● Jobs:
1. From the blog posts, repeat word for word the section from "Following Jesus... is to at" up to and including "Just Do It!".
2. In the blog posts, why does the writer say not to be surprised when following Jesus brings mistreatment and lies? Answer in one to three sentences.
3. Write the next part of the blog posts, starting after the last sentence shown.

***** Extract

Monday, September 12, 2016

To Follow Him

Following Jesus... is to lay down every desire of my heart that runs counter to the heart of my Lord.

Following Jesus... is to hold loosely to the things of this earth in order to hold tighter to the things that will last.

Following Jesus... is to abandon safety, comfort, ease, tranquility, and the norm as values to be held dear in favor of the risk, discomfort, danger, and battle.

Following Jesus... is to defy the world's standard of wise and sensible in order to become foolish under the banner of Jesus and share in His shame... in order to share in His glory.

Following Jesus... is to submit every dream, thought, plan, and ambition to the obedience of Jesus Christ and sacrificing every one of them on His altar.

Following Jesus... is to at times be misunderstood, slandered, abused, mistreated, avoided, persecuted, hurt, and and lied about. Don't be surprised; it happened to our Savior, I can hardly expect better.

Following Jesus... is to consider the lives of the dirtiest leper, the most wretched sinner, the most despicable and unloved, the abused, the lost, the hurt, the broken, and the torn down to be of infinite worth to my Father and worth laying aside my own comfort and safety for.

Following Jesus... is to lose my life in Him, and in losing it, to find it.

Tuesday, August 23, 2016

Just Do It!

    The past couple weeks, I've been on vacation. Before that, I've been dealing with various projects and church stuff and other things... in a nutshell, I've been busy or mentally exhausted enough to not want to have to bother with the blog over here. Hopefully this post marks the end of that couple month part of my life.

    The past couple weeks, I've been walking through a very difficult time in a friend's life. She's been wrestling through a couple personal struggles, things that include nearly daily panic attacks and anorexia. I'm 18 years old, and I have absolutely no experience dealing with such things, so it's been a trying couple weeks for both of us. But it's also been eye-opening to me about how grace affects our thinking... and how often our patience runs thin and we just want to forget the whole grace thing and jump to our default.

**********
***** Raw data

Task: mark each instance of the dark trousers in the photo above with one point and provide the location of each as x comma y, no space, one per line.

**********

● Outputs by task:
1.
Following Jesus... is to at times be misunderstood, slandered, abused, mistreated, avoided, persecuted, hurt, and and lied about. Don't be surprised; it happened to our Savior, I can hardly expect better.

Following Jesus... is to consider the lives of the dirtiest leper, the most wretched sinner, the most despicable and unloved, the abused, the lost, the hurt, the broken, and the torn down to be of infinite worth to my Father and worth laying aside my own comfort and safety for.

Following Jesus... is to lose my life in Him, and in losing it, to find it.

Tuesday, August 23, 2016

Just Do It!

2. The writer says it happened to our Savior, so the writer can hardly expect better.

3.
    This may be news to that friend, but there are nights after a long day where the temptation is to message that dear friend to just... do it. Just eat. Just do this. Just don't do that. Just do it. It's easy to talk about grace as a philosophy or a concept, but isn't it harder to actually go and apply it to real life people in difficult situations and realize that this is when the proverbial rubber meets the road?

    See, I think we tend to talk a lot about grace as theology but ignore it as practicality. Even those of us who are more "into grace". I think grace tends to become a theological concept, something for sermons and for counseling... but only for the first five phone calls. Or the first ten calls. Right? Isn't that the temptation? Like after a certain period of time, it's time to stop talking about this grace stuff, this trusting Christ to change us into His image and likeness as we learn to love Him, and start talking about, well... buckling down and doing it!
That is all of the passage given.